Wann kommt die digitale Firmengründung per Mausklick?
firma.de Gründer Christian Manthey

Wer gründen möchte, fürchtet ihn. Wer schon gegründet hat, möchte wahrscheinlich nicht an ihn zurückdenken: Den undurchschaubaren Bürokratiedschungel voller Dokumente, die bei Notar, Bank und Ämtern einzureichen sind. Seit 10 Jahren bietet firma.de aus Wiesbaden, das sich stolz den One-Stop-Shop für Gründer:innen nennt, eine Abkürzung durch dieses Dickicht. Wir haben Gründer Christian Manthey gefragt, wie der Gründungsprozess demnächst vereinfacht wird und wann mit einer Gründung per Mausklick zu rechnen ist.

▶ Aufgaben
1. Stimmen die folgenden Aussagen mit dem Lesetext über die digitale Firmengründung überein? Antworte jeweils mit Ja oder Nein und zitiere die entscheidenden Worte.
(a) firma.de hat seinen Sitz in Wiesbaden.
(b) firma.de bietet seit 20 Jahren eine Abkürzung durch den Bürokratiedschungel an.
(c) Christian Manthey ist Gründer von firma.de.
2. Setze den Lesetext über die digitale Firmengründung nach seinem letzten Satz fort.

▶ Auflistung
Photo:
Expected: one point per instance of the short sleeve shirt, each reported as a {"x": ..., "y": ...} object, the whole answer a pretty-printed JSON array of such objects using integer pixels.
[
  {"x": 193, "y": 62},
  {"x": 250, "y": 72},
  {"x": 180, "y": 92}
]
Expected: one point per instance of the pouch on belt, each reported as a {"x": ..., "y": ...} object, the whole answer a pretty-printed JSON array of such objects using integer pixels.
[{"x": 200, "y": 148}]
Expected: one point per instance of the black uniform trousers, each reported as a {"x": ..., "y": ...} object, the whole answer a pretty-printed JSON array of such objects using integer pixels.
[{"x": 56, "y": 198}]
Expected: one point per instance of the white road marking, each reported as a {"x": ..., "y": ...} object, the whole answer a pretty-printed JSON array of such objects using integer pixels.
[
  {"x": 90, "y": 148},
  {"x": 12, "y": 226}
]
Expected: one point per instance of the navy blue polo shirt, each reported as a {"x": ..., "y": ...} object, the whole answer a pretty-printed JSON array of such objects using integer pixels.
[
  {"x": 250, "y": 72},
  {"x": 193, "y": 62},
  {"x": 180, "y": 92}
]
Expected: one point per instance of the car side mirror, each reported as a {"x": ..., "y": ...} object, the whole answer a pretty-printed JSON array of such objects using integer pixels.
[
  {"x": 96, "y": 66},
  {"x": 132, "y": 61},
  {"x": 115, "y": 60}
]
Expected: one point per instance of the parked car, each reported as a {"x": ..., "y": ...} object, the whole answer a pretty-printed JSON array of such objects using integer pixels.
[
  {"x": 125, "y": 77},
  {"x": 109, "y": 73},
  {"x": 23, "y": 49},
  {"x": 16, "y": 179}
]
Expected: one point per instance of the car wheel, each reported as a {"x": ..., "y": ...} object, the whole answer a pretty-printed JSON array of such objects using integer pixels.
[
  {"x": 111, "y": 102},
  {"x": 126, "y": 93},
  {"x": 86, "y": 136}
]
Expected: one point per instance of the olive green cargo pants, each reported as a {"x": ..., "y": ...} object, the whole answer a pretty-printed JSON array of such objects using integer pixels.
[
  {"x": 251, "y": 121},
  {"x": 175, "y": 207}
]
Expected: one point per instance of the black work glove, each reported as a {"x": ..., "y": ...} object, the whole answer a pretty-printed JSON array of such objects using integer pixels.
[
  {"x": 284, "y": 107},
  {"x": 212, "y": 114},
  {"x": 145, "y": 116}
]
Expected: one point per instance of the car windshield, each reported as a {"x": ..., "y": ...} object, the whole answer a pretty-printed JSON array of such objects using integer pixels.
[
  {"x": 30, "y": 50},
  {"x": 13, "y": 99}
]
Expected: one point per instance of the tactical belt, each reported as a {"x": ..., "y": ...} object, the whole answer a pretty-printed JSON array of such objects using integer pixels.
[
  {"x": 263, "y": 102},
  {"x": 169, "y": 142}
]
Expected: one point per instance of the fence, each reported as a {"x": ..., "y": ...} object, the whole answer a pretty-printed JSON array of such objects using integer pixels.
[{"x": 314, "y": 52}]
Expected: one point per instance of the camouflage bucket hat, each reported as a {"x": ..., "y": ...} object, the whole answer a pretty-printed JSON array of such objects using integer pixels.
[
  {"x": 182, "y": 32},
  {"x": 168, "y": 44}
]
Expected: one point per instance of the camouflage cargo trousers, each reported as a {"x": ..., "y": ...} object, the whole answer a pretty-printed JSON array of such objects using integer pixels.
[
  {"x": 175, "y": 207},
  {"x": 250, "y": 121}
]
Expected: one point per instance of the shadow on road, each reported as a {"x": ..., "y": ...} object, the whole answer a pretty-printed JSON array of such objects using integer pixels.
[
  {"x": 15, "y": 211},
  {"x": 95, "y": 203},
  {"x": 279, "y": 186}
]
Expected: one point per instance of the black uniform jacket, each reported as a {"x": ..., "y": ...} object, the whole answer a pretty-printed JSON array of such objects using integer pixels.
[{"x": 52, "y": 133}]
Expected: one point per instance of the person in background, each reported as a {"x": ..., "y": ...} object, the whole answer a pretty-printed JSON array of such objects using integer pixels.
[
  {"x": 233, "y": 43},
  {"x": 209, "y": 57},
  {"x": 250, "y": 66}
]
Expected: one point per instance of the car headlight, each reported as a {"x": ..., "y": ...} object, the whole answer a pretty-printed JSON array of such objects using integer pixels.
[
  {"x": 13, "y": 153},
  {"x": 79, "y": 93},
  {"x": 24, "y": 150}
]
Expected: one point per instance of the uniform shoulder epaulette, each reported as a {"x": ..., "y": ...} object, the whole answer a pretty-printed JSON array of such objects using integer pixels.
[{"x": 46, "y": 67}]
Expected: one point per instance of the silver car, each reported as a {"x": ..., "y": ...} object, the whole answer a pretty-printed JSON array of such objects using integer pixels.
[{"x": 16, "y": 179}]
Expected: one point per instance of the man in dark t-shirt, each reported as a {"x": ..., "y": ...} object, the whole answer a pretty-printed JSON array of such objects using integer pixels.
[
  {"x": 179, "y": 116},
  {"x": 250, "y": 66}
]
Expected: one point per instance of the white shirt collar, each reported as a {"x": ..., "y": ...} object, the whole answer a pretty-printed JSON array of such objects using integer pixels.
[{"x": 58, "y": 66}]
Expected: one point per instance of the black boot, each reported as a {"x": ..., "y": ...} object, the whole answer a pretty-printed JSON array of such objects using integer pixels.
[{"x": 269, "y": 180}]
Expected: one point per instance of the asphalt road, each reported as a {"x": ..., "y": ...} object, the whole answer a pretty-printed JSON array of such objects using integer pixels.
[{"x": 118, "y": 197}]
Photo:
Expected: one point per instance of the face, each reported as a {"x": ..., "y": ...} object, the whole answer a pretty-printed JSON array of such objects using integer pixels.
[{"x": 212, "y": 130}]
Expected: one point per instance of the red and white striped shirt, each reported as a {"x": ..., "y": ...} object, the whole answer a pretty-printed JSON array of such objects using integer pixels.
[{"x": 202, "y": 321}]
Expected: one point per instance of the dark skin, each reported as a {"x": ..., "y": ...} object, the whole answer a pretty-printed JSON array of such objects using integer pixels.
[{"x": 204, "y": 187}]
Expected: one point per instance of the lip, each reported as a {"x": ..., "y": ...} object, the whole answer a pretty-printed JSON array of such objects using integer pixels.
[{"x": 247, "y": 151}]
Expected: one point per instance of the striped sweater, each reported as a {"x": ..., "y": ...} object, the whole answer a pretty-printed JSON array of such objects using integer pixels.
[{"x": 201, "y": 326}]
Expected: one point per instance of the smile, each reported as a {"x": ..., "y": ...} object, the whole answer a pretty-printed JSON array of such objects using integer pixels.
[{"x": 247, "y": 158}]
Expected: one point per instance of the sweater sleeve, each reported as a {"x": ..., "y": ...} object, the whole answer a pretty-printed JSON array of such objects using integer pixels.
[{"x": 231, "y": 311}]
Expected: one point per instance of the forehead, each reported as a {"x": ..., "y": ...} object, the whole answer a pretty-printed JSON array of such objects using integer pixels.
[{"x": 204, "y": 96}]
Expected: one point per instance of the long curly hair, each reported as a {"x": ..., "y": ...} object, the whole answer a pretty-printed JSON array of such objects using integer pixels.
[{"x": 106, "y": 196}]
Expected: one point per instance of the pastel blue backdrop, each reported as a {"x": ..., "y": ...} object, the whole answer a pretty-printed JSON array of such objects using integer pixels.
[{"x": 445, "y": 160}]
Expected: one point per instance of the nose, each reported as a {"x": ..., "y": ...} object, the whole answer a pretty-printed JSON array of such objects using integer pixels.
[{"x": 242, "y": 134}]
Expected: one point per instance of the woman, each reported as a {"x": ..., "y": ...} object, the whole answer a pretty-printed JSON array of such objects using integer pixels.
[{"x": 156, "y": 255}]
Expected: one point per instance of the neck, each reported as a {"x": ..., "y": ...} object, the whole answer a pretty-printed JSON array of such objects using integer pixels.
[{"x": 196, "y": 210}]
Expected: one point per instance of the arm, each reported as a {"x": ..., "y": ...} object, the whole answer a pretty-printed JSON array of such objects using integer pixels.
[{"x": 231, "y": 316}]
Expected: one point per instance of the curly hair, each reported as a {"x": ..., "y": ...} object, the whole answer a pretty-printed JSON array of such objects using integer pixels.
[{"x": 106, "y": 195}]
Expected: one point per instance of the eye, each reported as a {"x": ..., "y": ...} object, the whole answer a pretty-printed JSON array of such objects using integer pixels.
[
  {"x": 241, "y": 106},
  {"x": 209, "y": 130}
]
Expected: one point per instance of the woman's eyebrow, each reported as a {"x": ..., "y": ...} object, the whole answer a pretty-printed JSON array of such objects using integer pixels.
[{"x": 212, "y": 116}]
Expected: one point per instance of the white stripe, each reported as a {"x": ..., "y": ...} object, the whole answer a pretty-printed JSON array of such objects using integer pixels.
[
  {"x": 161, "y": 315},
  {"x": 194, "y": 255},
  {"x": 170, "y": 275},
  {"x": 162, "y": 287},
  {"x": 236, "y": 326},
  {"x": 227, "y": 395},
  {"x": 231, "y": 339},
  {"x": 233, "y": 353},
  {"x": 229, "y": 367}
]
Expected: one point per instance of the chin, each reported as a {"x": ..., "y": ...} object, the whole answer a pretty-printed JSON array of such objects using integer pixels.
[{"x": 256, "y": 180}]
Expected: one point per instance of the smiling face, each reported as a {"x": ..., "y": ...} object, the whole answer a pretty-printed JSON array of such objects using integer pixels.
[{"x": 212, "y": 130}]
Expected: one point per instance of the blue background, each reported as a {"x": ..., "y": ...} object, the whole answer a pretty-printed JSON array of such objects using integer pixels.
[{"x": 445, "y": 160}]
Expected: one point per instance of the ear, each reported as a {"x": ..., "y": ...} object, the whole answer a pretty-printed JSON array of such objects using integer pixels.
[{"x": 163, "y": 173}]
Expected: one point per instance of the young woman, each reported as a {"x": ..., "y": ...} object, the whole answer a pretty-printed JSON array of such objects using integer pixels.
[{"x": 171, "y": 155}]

▶ Erwartete Ergebnisse
1.
(a) Ja: „firma.de aus Wiesbaden“
(b) Nein: „Seit 10 Jahren bietet firma.de“
(c) Ja: „Wir haben Gründer Christian Manthey gefragt“

2.
„Wir bieten das Rundum-Sorglos Paket. Damit schaffen wir das, was die Politik seit mehreren Legislaturperioden verspricht, aber nicht einhält“, erklärt Manthey stolz. Er kennt sich aus mit den bürokratischen Hürden für Firmengründer:innen. Und er könnte sich stundenlang über komplizierte Prozesse bei der Gründung auslassen: „Allein der steuerliche Erfassungsbogen umfasst über 600 freie Input-Felder. Die Hälfte ist für die meisten Gründer:innen gar nicht relevant. Aber das weißt du natürlich nicht, wenn du gründest“. Die letzten Updates des Finanzamts hätten das Ganze noch schlimmer gemacht.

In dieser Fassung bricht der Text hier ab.